Personal Injury Lawyer Blog

Archive for the ‘slip and fall’ Category

Falls on Buses and Other Common Carriers

Thursday, August 18th, 2011

In Pennsylvania the jolt or jerk doctrine creates a hurdle for bus or trolley passengers to show a driver was negligent. The doctrine remains relatively unchanged since its inception over a century ago in trolley car cases.  “It is well established by a long line of decisions that testimony indicating that a moving trolley car jerked suddenly or violently is not sufficient, of itself, to establish negligence in its operation.”  Staller v. Philadelphia Rapid Transit Co., 339 Pa. 100, 103 (1940).  To show negligence, the Plaintiff must prove the movement was extraordinary and not expected.  Id.  In recent caselaw, the doctrine  has been employed by defendants at the summary judgment stage to preclude a negligence claim from making it to the jury.

Data shown:
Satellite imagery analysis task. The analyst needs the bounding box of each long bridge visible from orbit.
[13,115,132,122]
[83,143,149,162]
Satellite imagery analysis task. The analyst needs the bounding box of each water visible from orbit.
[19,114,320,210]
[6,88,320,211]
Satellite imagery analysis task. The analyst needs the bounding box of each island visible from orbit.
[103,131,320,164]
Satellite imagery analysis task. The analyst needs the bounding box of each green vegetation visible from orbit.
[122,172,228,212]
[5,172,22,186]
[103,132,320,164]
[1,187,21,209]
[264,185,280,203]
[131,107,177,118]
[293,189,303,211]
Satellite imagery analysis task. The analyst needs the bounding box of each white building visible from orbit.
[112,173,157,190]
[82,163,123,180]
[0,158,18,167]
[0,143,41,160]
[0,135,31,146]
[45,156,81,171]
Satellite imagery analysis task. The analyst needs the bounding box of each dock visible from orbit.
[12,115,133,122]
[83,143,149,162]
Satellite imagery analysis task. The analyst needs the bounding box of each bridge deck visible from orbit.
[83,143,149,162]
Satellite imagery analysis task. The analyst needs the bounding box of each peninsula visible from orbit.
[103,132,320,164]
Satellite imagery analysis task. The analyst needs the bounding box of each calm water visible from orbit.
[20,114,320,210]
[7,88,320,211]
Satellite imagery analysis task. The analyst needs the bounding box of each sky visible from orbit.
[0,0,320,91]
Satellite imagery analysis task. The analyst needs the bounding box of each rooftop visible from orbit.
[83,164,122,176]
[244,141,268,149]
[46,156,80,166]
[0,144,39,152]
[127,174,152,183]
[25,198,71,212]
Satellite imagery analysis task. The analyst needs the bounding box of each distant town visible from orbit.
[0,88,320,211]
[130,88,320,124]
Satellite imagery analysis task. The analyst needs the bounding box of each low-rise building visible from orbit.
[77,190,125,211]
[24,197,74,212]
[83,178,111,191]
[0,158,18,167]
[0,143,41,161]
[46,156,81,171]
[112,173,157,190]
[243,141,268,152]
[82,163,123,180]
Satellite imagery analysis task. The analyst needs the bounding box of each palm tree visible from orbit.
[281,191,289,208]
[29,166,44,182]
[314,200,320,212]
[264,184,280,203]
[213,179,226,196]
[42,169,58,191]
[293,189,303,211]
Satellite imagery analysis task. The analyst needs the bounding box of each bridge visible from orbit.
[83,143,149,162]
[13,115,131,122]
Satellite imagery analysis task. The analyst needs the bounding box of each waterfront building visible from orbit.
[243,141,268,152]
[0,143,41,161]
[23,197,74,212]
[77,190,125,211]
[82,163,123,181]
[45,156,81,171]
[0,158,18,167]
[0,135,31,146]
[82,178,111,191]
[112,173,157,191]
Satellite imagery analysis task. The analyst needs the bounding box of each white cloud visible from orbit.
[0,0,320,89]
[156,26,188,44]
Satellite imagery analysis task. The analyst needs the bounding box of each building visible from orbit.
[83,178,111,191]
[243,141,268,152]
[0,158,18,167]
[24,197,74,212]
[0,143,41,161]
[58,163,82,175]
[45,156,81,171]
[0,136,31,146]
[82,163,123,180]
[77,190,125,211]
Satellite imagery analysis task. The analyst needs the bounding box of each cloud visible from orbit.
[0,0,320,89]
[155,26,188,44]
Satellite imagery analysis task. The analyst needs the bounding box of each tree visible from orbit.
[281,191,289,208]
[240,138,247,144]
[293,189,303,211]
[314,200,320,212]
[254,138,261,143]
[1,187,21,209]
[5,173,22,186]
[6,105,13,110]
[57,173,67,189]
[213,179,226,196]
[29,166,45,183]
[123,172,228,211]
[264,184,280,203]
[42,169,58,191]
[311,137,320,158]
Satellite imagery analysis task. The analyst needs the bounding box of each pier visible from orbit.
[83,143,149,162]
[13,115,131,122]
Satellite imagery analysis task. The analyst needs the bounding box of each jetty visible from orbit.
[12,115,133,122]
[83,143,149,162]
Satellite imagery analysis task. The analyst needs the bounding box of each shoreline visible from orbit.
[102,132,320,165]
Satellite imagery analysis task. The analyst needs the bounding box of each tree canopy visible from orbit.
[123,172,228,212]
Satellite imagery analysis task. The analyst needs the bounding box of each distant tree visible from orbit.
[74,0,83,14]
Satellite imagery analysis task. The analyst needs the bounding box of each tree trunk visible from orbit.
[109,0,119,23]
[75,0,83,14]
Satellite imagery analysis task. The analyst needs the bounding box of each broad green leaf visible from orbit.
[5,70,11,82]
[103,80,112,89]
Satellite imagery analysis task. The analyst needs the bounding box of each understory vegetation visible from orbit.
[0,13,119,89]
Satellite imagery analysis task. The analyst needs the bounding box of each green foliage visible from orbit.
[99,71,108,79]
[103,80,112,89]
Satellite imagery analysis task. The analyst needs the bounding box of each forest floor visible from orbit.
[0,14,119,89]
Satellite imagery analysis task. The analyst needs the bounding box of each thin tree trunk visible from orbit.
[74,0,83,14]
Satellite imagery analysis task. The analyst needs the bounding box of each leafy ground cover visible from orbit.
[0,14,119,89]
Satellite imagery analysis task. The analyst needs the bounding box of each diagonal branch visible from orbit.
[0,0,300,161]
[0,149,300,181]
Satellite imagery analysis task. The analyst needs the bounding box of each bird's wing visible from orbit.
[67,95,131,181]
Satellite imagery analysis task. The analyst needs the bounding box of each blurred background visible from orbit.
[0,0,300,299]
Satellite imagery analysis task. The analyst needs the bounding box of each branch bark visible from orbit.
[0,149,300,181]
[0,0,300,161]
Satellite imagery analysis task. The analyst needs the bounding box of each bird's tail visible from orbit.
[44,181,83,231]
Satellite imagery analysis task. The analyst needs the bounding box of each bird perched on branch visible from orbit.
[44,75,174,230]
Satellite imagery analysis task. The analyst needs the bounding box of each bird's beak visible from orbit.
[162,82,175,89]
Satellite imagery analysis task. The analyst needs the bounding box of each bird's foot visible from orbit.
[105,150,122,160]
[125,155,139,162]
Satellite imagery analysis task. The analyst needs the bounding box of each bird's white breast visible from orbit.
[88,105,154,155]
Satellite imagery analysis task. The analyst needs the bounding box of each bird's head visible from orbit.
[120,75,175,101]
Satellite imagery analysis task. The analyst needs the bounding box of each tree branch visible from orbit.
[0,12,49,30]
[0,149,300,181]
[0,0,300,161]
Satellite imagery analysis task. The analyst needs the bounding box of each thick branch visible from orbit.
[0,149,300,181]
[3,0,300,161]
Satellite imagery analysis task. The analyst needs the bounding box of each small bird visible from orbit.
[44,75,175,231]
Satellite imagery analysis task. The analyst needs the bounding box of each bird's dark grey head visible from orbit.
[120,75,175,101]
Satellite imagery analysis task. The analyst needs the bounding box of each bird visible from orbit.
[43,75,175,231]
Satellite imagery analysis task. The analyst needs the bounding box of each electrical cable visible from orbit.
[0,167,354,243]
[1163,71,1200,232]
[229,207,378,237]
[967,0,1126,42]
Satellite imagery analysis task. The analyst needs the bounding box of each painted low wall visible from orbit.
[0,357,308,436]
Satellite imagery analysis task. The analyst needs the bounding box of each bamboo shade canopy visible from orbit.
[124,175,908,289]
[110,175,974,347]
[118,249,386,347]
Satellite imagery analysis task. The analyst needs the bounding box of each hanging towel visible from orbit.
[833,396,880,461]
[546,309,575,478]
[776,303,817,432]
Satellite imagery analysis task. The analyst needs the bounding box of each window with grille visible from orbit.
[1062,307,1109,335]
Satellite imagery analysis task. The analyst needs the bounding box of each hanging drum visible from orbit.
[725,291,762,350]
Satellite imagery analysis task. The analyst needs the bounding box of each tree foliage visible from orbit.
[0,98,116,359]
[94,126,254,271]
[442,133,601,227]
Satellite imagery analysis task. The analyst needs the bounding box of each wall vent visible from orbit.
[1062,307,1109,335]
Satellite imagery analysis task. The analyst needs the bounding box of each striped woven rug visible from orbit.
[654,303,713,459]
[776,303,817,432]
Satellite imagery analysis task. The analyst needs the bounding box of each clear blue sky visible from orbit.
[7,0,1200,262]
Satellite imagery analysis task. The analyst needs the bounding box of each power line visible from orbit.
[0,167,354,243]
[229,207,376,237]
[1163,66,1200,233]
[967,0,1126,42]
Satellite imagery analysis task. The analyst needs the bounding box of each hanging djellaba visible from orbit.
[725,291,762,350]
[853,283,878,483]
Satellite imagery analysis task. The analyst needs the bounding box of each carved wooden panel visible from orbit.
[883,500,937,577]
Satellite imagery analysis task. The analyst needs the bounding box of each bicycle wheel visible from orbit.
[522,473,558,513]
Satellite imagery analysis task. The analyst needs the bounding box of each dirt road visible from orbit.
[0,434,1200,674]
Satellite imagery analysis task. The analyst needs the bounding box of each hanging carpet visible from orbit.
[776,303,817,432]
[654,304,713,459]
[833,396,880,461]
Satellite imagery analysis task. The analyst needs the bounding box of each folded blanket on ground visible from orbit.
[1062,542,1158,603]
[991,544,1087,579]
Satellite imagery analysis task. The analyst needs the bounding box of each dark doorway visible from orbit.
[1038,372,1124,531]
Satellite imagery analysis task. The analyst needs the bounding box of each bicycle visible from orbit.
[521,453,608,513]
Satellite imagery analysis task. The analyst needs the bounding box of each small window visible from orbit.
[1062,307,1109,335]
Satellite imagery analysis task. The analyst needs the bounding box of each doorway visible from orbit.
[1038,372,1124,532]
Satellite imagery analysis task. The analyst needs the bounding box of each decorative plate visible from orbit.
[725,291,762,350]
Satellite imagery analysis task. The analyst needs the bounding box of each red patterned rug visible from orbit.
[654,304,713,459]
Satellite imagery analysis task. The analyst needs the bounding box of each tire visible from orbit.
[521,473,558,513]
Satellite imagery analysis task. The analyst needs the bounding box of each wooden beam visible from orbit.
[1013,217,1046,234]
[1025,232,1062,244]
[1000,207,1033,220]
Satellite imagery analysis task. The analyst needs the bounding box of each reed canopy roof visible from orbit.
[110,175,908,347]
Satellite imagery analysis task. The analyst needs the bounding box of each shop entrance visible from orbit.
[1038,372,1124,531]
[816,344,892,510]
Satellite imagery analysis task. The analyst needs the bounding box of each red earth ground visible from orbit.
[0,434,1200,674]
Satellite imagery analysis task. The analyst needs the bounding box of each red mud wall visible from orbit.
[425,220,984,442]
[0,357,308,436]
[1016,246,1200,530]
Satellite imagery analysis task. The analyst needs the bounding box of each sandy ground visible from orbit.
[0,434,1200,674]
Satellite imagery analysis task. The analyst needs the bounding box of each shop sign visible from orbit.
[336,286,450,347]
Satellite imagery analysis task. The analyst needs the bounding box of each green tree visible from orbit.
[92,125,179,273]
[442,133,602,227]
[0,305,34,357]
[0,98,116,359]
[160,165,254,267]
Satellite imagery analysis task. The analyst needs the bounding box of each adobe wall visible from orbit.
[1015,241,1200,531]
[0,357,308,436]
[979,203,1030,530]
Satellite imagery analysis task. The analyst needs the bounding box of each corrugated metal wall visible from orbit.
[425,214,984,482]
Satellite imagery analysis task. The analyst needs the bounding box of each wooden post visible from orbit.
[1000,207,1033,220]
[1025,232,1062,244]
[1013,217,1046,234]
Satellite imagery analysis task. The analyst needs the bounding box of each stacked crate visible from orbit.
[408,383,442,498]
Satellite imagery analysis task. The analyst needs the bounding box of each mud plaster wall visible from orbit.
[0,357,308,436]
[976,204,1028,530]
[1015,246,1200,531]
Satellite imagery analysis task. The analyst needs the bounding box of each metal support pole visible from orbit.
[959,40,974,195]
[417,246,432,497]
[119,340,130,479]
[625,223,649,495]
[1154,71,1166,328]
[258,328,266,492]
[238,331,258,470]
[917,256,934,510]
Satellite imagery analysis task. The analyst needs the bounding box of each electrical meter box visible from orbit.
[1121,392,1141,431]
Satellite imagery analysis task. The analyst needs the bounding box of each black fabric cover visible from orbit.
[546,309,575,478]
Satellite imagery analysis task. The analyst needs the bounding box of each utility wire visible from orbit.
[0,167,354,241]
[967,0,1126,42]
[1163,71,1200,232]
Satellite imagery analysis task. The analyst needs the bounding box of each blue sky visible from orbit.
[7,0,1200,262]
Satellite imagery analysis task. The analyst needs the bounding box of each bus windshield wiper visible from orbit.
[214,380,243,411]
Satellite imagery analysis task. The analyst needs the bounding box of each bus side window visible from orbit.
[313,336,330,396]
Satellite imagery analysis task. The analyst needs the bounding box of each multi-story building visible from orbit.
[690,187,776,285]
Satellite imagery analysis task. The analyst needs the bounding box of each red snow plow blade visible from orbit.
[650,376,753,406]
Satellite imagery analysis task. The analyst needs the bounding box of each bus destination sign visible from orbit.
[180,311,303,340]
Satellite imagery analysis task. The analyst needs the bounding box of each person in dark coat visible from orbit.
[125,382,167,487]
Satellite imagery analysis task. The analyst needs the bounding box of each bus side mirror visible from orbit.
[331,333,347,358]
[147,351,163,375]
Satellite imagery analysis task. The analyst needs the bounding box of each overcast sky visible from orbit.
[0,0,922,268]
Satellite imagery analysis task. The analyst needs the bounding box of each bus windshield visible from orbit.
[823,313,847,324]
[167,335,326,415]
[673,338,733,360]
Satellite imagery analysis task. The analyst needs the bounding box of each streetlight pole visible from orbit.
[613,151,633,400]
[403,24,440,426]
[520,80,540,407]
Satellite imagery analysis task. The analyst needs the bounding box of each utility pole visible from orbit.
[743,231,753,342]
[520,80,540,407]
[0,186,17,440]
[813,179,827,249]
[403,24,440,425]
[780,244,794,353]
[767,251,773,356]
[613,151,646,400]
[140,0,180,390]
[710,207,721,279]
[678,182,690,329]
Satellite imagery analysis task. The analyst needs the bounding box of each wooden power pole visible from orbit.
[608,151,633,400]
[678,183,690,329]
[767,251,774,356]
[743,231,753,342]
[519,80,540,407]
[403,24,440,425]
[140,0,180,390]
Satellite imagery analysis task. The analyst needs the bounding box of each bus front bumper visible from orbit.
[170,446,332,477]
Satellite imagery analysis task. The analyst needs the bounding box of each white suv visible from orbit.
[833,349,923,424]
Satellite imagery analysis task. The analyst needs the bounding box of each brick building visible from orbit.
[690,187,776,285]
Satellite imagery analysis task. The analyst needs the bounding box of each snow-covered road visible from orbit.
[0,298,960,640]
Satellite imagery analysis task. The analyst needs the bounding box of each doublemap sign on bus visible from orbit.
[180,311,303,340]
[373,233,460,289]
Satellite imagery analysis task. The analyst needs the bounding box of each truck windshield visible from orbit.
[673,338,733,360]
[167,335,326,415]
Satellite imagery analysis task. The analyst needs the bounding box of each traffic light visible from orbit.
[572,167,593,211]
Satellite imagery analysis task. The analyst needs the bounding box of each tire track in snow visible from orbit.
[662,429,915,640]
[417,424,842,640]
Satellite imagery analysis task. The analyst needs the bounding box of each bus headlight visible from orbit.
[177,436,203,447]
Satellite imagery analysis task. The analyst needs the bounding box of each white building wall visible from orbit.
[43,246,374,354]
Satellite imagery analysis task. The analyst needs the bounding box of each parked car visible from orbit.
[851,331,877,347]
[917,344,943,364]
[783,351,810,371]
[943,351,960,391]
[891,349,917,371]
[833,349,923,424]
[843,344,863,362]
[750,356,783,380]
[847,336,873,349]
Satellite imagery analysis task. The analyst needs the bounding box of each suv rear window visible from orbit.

Task requirements:
Rewrite the blog post on falls on buses from "Personal Injury Lawyer" to "to the jury.", changing "doctrine" to "rule" throughout.

Written answer:
Personal Injury Lawyer Blog

Archive for the ‘slip and fall’ Category

Falls on Buses and Other Common Carriers

Thursday, August 18th, 2011

In Pennsylvania the jolt or jerk rule creates a hurdle for bus or trolley passengers to show a driver was negligent. The rule remains relatively unchanged since its inception over a century ago in trolley car cases.  “It is well established by a long line of decisions that testimony indicating that a moving trolley car jerked suddenly or violently is not sufficient, of itself, to establish negligence in its operation.”  Staller v. Philadelphia Rapid Transit Co., 339 Pa. 100, 103 (1940).  To show negligence, the Plaintiff must prove the movement was extraordinary and not expected.  Id.  In recent caselaw, the rule  has been employed by defendants at the summary judgment stage to preclude a negligence claim from making it to the jury.